* **Material**
──────────────────────────────
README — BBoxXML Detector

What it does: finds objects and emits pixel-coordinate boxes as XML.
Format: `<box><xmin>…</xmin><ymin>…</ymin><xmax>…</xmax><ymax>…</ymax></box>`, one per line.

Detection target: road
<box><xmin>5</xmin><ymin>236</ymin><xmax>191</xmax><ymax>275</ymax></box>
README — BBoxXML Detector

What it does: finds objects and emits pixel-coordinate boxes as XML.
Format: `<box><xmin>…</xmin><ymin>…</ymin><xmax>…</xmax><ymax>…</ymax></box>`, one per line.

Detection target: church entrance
──────────────────────────────
* **Brief**
Reproduce all of the entries above verbatim, line for line.

* **Result of the exercise**
README — BBoxXML Detector

What it does: finds objects and emits pixel-coordinate boxes as XML.
Format: `<box><xmin>…</xmin><ymin>…</ymin><xmax>…</xmax><ymax>…</ymax></box>`, one per line.

Detection target: road
<box><xmin>5</xmin><ymin>236</ymin><xmax>191</xmax><ymax>275</ymax></box>
README — BBoxXML Detector

What it does: finds objects and emits pixel-coordinate boxes as XML.
Format: `<box><xmin>…</xmin><ymin>…</ymin><xmax>…</xmax><ymax>…</ymax></box>`, one per line.

Detection target: church entrance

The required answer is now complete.